■ Provided records ■
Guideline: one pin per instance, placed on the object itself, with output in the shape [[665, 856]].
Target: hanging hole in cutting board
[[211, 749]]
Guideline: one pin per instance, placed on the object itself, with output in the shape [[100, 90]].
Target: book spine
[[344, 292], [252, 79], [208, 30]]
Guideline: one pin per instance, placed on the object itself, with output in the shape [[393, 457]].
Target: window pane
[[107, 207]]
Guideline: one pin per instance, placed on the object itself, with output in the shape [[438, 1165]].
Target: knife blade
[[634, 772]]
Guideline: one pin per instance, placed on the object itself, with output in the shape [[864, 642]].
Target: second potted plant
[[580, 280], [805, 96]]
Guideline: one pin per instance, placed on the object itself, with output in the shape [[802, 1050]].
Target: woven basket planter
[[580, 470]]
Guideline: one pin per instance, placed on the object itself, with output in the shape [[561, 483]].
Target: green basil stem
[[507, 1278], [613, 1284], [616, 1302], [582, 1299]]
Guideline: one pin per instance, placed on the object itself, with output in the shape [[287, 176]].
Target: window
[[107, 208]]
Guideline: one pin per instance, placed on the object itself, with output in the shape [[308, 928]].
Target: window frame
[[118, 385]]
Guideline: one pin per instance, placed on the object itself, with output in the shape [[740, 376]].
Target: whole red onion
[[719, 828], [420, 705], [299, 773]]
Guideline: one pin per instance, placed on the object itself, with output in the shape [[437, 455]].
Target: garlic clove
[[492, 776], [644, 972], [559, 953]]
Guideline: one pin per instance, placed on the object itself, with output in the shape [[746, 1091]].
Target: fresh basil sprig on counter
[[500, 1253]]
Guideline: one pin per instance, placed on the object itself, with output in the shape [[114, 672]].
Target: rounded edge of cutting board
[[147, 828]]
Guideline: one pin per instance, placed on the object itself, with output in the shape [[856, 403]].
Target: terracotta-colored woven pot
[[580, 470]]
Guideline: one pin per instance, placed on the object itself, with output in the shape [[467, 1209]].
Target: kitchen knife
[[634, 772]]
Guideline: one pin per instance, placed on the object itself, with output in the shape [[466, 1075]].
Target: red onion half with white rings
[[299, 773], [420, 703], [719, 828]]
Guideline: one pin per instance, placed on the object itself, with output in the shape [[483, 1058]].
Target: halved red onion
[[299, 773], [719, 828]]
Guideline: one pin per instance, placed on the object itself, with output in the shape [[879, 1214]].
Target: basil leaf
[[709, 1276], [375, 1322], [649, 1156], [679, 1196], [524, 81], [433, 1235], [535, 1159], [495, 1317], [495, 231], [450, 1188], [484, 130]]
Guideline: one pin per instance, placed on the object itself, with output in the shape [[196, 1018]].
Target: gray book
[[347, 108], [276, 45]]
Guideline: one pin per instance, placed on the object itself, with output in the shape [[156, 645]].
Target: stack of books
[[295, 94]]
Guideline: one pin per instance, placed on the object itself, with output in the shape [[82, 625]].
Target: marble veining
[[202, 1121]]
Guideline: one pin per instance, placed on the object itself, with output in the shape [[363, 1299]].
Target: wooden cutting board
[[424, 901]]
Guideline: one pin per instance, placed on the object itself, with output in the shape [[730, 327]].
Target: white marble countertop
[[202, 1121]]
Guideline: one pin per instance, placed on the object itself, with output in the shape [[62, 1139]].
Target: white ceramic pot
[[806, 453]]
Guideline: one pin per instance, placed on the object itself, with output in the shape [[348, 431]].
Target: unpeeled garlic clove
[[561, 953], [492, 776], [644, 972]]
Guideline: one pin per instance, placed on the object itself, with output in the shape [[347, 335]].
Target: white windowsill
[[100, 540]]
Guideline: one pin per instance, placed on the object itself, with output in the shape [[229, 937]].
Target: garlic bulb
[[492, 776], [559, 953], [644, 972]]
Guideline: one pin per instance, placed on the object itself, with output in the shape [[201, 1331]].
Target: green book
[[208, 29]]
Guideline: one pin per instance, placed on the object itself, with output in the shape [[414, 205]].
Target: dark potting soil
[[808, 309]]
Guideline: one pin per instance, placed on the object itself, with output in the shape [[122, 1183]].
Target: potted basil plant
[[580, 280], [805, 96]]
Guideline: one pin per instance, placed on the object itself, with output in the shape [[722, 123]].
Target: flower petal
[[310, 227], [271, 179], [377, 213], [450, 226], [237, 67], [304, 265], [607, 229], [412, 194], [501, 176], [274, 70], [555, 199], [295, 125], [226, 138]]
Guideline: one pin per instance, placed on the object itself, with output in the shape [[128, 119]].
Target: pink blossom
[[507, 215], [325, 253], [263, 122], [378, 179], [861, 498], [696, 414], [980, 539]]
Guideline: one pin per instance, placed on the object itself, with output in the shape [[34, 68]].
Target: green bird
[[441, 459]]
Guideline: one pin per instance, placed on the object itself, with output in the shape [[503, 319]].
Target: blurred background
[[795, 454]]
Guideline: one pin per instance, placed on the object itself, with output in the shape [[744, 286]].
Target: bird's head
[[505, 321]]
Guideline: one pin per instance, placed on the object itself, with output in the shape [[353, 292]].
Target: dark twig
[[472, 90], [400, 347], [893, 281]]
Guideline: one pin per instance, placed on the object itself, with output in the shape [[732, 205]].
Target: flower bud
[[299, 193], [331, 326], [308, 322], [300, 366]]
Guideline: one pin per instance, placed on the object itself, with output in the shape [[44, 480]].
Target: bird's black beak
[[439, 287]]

■ What you are asked to do ■
What is wanted is the complete set of entries, returned verbatim.

■ Output of the exercise ■
Guideline: one pin per instance, placed on the object itself, with output in the shape [[665, 856]].
Target: hanging hole in cutting board
[[211, 749]]
Guideline: one pin per instance, placed on the object itself, with output in the shape [[100, 90]].
Target: book spine
[[344, 292], [252, 79], [208, 30]]
Guideline: one pin per instance, placed on the object itself, with output in the shape [[393, 457]].
Target: window pane
[[107, 207]]
Guideline: one pin per instance, placed on the object itself, with output in the shape [[438, 1165]].
Target: knife blade
[[634, 772]]
Guideline: one pin per instance, placed on the object itself, with output in the shape [[864, 642]].
Target: second potted plant
[[580, 280], [805, 96]]
Guideline: one pin per instance, placed on the object itself, with output in the shape [[802, 1050]].
Target: woven basket planter
[[580, 470]]
Guideline: one pin per instance, placed on the object itself, with output in the shape [[561, 483]].
Target: green basil stem
[[507, 1278], [613, 1284], [616, 1302], [582, 1299]]
Guideline: one pin per instance, placed on the object itself, with output in the shape [[287, 176]].
Target: window
[[107, 208]]
Guideline: one pin per instance, placed on the object itself, with output in the shape [[308, 928]].
Target: window frame
[[118, 385]]
Guideline: one pin per instance, placed on the object itself, with output in the shape [[740, 376]].
Target: whole red onion
[[719, 828], [420, 705], [299, 773]]
Guideline: one pin per instance, placed on the object itself, with output in the shape [[437, 455]].
Target: garlic clove
[[492, 776], [644, 972], [559, 953]]
Guideline: one pin per instance, placed on the object itself, with output in the shape [[746, 1091]].
Target: fresh basil sprig on counter
[[500, 1253]]
Guideline: one pin per instance, placed on the object itself, with output in the shape [[114, 672]].
Target: rounded edge of cutting board
[[147, 828]]
Guideline: one pin per instance, placed on the object itself, with output in the shape [[856, 403]].
Target: terracotta-colored woven pot
[[580, 470]]
Guideline: one pin per instance, placed on the object itself, with output in the shape [[467, 1209]].
Target: kitchen knife
[[634, 772]]
Guideline: one pin per instance, placed on the object itself, with output in the shape [[466, 1075]].
Target: red onion half with white rings
[[299, 773], [420, 703], [719, 828]]
Guideline: one pin per instance, placed on the object itself, with output in the shape [[483, 1058]].
Target: halved red onion
[[299, 773], [719, 828]]
Guideline: one pin per instance, placed on the object itself, with output in the shape [[879, 1214]].
Target: basil leaf
[[709, 1276], [375, 1322], [649, 1156], [679, 1196], [524, 81], [433, 1235], [535, 1159], [495, 1317], [495, 231], [450, 1188], [484, 130]]
Guideline: one pin per instance, placed on the object itself, with output in the shape [[196, 1018]].
Target: gray book
[[347, 108], [276, 45]]
Guideline: one pin per instance, placed on the object itself, with output in the shape [[156, 645]].
Target: stack of books
[[295, 94]]
Guideline: one pin per instance, placed on the object itself, with output in the shape [[82, 625]].
Target: marble veining
[[202, 1121]]
Guideline: one pin per instance, placed on the object itself, with output in the shape [[363, 1299]].
Target: wooden cutting board
[[424, 901]]
Guideline: one pin per instance, placed on the object itself, with output in the shape [[730, 327]].
Target: white marble countertop
[[202, 1121]]
Guideline: one pin per instance, placed on the object itself, with output in the shape [[62, 1139]].
Target: white ceramic pot
[[806, 453]]
Guideline: one pin per instance, placed on the object itself, with output in the shape [[348, 431]].
Target: unpeeled garlic clove
[[561, 953], [492, 776], [644, 972]]
Guideline: one pin per instance, placed on the object itself, with output in the shape [[347, 335]].
Target: white windowsill
[[100, 540]]
Guideline: one pin per instance, placed on the object itself, with output in the shape [[229, 937]].
Target: garlic bulb
[[492, 776], [559, 953], [644, 972]]
Guideline: one pin per instance, placed on the object itself, with output in the shape [[201, 1331]].
Target: green book
[[208, 29]]
Guideline: one pin per instance, placed on the object itself, with output in the shape [[414, 205]].
Target: dark potting soil
[[808, 309]]
Guideline: one pin per instance, placed on the object itself, with output in the shape [[122, 1183]].
Target: potted basil plant
[[580, 280], [805, 96]]
Guideline: one pin per instance, placed on the object itself, with output in the shape [[722, 123]].
Target: flower petal
[[310, 227], [271, 179], [377, 213], [450, 226], [237, 67], [304, 265], [607, 229], [412, 194], [501, 176], [274, 70], [555, 199], [295, 125], [226, 138]]
Guideline: one pin per instance, placed on the object itself, with output in the shape [[128, 119]].
Target: pink blossom
[[507, 215], [325, 253], [263, 122], [378, 179], [861, 498], [696, 414], [980, 539]]
Guideline: one pin per instance, placed on the object itself, with output in the shape [[34, 68]].
Target: green bird
[[441, 459]]
Guideline: one pin per instance, placed on the object itself, with output in the shape [[503, 319]].
Target: blurred background
[[795, 454]]
Guideline: one pin per instance, placed on the object itself, with output in the shape [[744, 286]].
Target: bird's head
[[505, 321]]
Guideline: one pin per instance, placed on the object itself, with output in the shape [[353, 292]].
Target: dark twig
[[472, 90], [400, 347], [893, 281]]
Guideline: one pin per instance, placed on the object itself, with output in the shape [[732, 205]].
Target: flower bud
[[299, 193], [331, 326], [308, 322], [300, 366]]
Guideline: one pin per instance, placed on the object itself, with output in the shape [[44, 480]].
Target: bird's black beak
[[439, 287]]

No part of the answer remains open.